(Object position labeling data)
* * *
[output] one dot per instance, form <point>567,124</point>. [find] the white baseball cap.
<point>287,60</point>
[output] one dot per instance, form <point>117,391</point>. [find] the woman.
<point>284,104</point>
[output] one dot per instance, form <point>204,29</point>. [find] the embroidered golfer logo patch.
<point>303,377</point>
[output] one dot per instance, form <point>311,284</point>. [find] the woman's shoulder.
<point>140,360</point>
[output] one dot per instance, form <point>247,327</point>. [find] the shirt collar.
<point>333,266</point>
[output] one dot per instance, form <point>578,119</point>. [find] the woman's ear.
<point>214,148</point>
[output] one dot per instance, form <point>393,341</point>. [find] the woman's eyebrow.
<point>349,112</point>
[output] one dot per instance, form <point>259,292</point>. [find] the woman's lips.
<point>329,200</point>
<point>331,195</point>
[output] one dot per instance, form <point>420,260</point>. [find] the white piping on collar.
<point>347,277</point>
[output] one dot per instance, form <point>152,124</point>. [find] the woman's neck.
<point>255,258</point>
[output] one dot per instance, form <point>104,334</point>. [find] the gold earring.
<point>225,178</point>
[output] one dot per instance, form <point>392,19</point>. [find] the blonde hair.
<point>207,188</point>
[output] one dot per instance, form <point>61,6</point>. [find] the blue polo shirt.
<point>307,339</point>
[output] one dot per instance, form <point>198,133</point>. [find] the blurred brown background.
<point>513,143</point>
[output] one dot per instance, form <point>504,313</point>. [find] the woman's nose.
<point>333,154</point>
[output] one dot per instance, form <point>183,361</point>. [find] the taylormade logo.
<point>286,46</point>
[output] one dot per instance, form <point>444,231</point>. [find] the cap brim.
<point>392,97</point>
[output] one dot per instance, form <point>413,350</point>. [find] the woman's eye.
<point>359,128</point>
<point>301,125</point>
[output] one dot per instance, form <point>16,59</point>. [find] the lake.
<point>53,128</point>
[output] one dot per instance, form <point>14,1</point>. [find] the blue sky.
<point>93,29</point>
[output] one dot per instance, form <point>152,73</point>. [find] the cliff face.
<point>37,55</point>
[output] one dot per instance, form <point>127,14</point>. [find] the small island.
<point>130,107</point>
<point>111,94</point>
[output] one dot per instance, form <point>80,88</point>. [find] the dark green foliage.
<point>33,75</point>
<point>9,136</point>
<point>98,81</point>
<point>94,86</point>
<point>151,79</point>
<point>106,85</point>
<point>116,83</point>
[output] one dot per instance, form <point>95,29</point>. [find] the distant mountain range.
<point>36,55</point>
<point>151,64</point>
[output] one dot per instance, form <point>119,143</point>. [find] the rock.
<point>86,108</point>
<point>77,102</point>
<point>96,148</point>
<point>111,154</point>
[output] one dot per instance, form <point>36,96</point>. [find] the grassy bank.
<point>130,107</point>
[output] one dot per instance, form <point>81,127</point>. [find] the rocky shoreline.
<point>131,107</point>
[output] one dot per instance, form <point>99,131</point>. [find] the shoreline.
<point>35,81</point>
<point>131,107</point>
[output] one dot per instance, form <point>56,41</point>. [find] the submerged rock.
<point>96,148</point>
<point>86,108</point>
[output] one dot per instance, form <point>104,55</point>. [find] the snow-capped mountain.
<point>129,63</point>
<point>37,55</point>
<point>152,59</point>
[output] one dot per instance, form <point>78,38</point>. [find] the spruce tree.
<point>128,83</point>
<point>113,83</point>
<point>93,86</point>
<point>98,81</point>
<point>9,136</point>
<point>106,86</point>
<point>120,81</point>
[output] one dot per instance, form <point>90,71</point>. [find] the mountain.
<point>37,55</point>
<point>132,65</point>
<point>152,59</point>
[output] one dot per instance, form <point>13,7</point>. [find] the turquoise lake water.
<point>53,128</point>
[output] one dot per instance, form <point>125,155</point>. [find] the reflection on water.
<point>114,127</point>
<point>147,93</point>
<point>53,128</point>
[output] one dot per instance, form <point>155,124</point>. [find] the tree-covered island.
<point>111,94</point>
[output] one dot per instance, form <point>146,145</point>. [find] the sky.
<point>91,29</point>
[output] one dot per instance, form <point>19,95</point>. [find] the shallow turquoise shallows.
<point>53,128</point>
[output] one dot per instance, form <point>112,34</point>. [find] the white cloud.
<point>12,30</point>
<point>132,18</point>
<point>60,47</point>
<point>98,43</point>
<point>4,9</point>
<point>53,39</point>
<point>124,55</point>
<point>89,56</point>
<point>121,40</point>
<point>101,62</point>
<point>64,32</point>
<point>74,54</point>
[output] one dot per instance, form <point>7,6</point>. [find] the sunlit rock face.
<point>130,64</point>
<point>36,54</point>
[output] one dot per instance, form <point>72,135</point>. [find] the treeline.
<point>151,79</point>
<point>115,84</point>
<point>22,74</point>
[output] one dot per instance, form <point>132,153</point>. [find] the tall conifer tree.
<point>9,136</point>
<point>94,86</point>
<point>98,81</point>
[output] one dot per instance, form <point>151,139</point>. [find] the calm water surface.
* * *
Update the part of the data that opens with the line containing "[output] one dot per instance, form <point>152,124</point>." and closes with the line containing "<point>151,64</point>", replacing "woman's" with "golfer's". Return only those lines, with everything else unchanged.

RESPONSE TO THIS EXERCISE:
[output] one dot per instance, form <point>152,124</point>. [find] the golfer's neck.
<point>255,258</point>
[output] one dot per instance, form <point>104,334</point>. [find] the gold earring.
<point>225,178</point>
[output] one dot per instance, form <point>392,19</point>. [find] the blonde hair.
<point>207,188</point>
[output] one dot per instance, form <point>61,6</point>. [find] the blue polo shirt.
<point>307,339</point>
[output] one dot per instance, form <point>198,133</point>. [find] the blurred brown background.
<point>513,143</point>
[output] one dot per instance, form <point>504,313</point>. [find] the golfer's nose.
<point>333,154</point>
[output] one dot per instance, form <point>183,361</point>. [find] the taylormade logo.
<point>286,46</point>
[output] one dot per instance, form <point>444,231</point>. [find] the cap brim.
<point>392,97</point>
[output] one dot per instance, form <point>413,350</point>. [find] the golfer's eye.
<point>359,128</point>
<point>301,125</point>
[output] one dot per instance, form <point>16,59</point>. [find] the lake.
<point>53,128</point>
[output] one dot per instance, form <point>14,1</point>. [find] the blue sky.
<point>93,29</point>
[output] one dot per instance, form <point>152,73</point>. [find] the cliff face.
<point>37,55</point>
[output] one dot per instance, form <point>127,14</point>. [find] the small island.
<point>130,107</point>
<point>111,94</point>
[output] one dot per instance, form <point>80,88</point>. [find] the dark green foliage.
<point>33,75</point>
<point>9,136</point>
<point>98,81</point>
<point>94,86</point>
<point>151,79</point>
<point>106,85</point>
<point>116,83</point>
[output] one dot per instance, form <point>95,29</point>. [find] the distant mountain range.
<point>36,55</point>
<point>151,64</point>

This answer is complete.